> [Do this] Please pull out every line of the records below that contains the word "cloud", treating uppercase and lowercase as different. Copy each of those lines in full.

> [Records for the exercise]
————

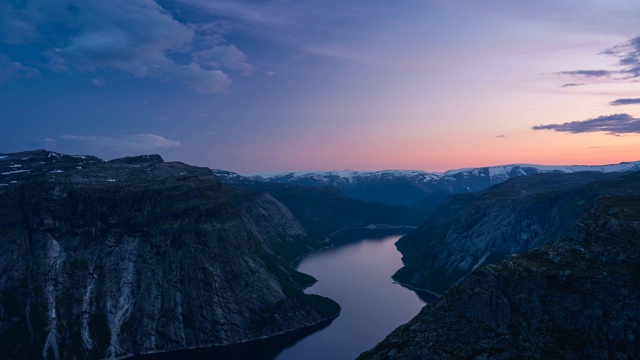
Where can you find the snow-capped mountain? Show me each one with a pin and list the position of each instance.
(409, 187)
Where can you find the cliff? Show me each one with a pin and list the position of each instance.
(106, 259)
(573, 298)
(470, 230)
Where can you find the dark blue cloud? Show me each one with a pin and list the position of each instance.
(625, 101)
(136, 37)
(615, 124)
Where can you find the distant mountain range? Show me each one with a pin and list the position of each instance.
(568, 286)
(411, 187)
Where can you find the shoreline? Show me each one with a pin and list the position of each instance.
(320, 324)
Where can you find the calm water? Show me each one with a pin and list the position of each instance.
(357, 275)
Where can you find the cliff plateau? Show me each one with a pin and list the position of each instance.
(107, 259)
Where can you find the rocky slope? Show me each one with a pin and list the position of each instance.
(470, 230)
(410, 187)
(105, 259)
(576, 298)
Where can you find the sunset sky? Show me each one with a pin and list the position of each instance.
(268, 86)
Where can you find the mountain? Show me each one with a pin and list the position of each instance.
(572, 298)
(103, 259)
(410, 187)
(325, 210)
(469, 230)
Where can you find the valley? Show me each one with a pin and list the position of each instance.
(132, 256)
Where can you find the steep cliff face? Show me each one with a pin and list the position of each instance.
(470, 230)
(576, 298)
(105, 259)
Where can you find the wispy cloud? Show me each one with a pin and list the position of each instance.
(628, 66)
(572, 85)
(136, 37)
(10, 69)
(628, 54)
(122, 144)
(625, 102)
(587, 73)
(615, 124)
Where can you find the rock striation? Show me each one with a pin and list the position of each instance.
(137, 255)
(574, 298)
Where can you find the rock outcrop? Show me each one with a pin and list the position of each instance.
(470, 230)
(136, 255)
(575, 298)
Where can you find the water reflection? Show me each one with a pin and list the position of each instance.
(357, 274)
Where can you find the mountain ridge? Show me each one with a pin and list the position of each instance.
(411, 187)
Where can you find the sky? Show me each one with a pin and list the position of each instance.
(281, 85)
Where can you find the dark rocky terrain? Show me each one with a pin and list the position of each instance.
(470, 230)
(104, 259)
(573, 298)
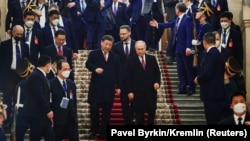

————

> [Final result]
Where can you find the dark blue cloud? Show me each one with a pin and list the position of each instance.
Where can you find the wispy cloud? Show me each one with a pin and list the position of each instance.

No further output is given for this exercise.